Image box annotation records -
——————

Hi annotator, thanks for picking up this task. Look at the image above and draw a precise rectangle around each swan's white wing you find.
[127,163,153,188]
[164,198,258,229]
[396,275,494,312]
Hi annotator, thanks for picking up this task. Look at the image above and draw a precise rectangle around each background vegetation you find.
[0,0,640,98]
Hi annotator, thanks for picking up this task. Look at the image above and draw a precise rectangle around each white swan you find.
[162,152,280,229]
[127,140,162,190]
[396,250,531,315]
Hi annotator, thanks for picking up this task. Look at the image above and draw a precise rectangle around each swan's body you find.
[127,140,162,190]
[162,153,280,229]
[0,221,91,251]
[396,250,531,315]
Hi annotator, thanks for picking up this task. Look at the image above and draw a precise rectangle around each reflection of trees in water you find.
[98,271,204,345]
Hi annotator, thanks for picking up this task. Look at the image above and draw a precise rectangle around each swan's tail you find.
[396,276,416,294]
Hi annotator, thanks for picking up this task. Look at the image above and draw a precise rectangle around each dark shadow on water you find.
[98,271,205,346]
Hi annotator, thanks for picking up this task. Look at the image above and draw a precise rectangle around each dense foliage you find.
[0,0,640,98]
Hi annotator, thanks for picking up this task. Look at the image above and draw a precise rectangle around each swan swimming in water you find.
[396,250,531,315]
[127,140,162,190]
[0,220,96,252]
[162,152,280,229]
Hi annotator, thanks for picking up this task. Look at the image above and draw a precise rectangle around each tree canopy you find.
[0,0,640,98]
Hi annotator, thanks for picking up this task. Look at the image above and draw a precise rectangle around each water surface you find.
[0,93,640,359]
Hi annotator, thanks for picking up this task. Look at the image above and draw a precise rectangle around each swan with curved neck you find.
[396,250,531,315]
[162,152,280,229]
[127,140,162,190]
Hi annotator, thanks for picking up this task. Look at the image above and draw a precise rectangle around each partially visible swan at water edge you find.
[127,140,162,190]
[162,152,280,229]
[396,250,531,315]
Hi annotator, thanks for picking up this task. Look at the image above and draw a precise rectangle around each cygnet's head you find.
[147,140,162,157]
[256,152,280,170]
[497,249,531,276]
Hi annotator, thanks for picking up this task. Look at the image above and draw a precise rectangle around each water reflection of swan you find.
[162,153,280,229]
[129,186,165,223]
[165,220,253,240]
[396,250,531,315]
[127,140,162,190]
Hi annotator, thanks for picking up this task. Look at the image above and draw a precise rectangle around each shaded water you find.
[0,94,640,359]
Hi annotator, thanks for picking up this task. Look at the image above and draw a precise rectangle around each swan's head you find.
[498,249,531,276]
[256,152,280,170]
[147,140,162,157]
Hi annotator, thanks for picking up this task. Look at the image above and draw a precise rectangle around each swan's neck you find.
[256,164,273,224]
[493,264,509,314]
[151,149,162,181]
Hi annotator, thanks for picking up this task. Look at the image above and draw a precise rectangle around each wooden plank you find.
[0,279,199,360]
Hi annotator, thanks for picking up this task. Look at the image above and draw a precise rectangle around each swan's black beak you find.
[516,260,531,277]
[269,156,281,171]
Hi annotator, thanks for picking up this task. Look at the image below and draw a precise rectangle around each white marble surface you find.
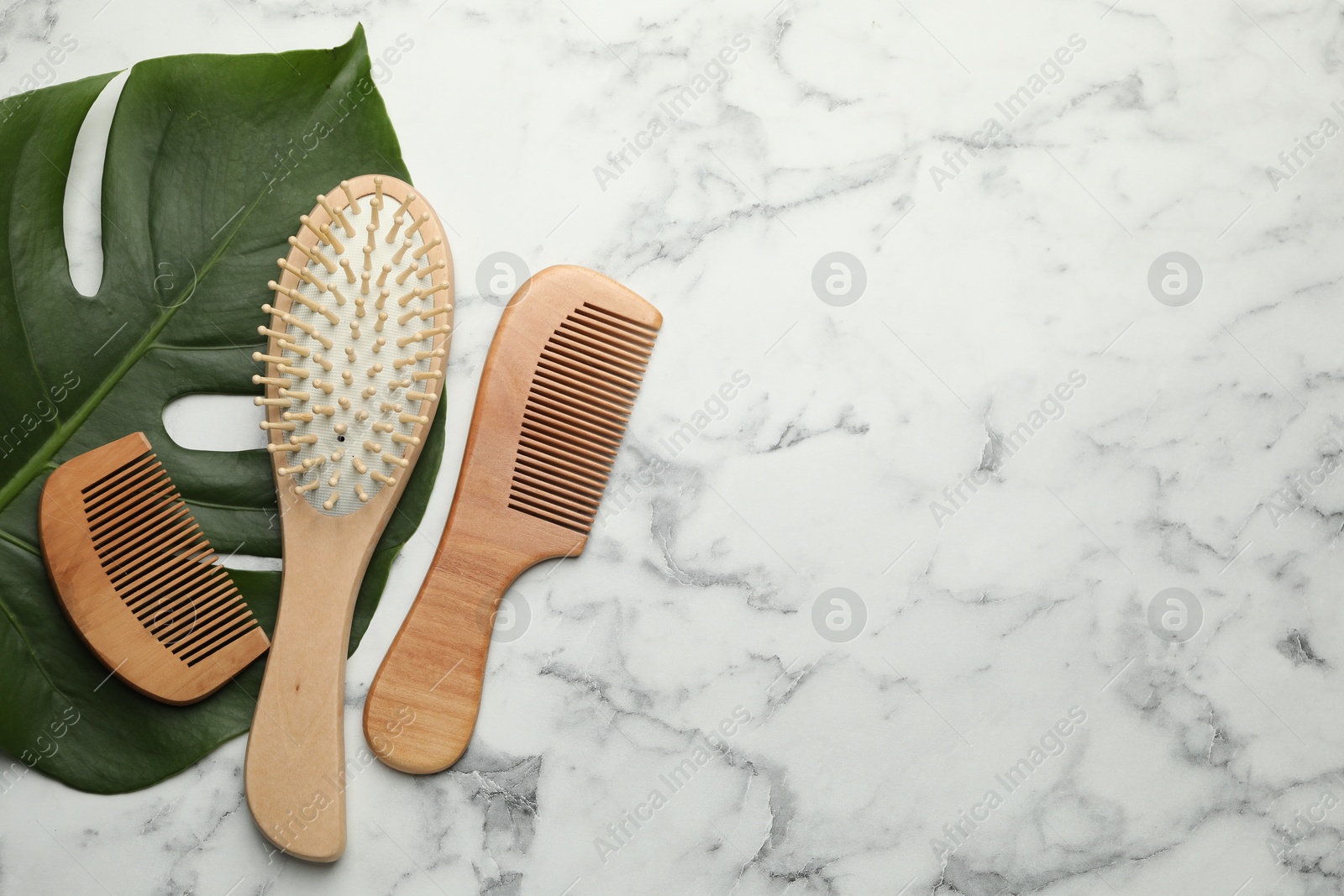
[8,0,1344,896]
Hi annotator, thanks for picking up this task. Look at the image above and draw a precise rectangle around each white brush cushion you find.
[285,193,446,516]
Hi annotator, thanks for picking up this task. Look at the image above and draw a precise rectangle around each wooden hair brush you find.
[246,175,453,861]
[365,266,663,773]
[39,432,267,704]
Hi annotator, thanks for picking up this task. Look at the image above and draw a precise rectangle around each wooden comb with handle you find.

——————

EXERCISE - Please rewrite the stretch of the records from the line containing "cygnet's head you find." through the line containing "[0,279,199,360]" as a Markdown table with the columns Row and Text. Put each line's number in Row and the line itself in Text, and leave out any blank lines.

RESULT FOR THIS TASK -
| Row | Text |
|---|---|
| 1 | Hi annotator, thanks for picking up this task. Look at the image above and draw a precise rectangle around each cygnet's head you find. |
| 2 | [147,140,162,157] |
| 3 | [256,152,280,170] |
| 4 | [497,249,531,276] |
| 5 | Hi annotator, thanks for picking up this task. Look at the image above and draw a precise rectangle around each water reflection of swan you find. |
| 6 | [162,153,280,229] |
| 7 | [129,186,165,223] |
| 8 | [165,220,253,240] |
| 9 | [396,250,531,315] |
| 10 | [127,140,162,190] |
| 11 | Hi annotator, thanks for picking up this task. Look at the image above and draw a precise rectangle around each shaded water you find. |
| 12 | [0,94,640,359] |
| 13 | Hi annotator, thanks for picking up this task. Look at the image above and draw a precise rectangle around each swan's head you find. |
| 14 | [498,249,531,276] |
| 15 | [256,152,280,170] |
| 16 | [147,140,162,157] |
| 17 | Hi annotator, thanks for picking up this task. Look at the image above and draw a precise rectangle around each swan's neck you find. |
| 18 | [256,164,273,224] |
| 19 | [493,264,509,314] |
| 20 | [151,149,162,181] |
| 21 | Hi annotator, thanks for picking up this task. Look at the image above and draw a precise rectangle around each wooden plank you find. |
| 22 | [0,279,199,360] |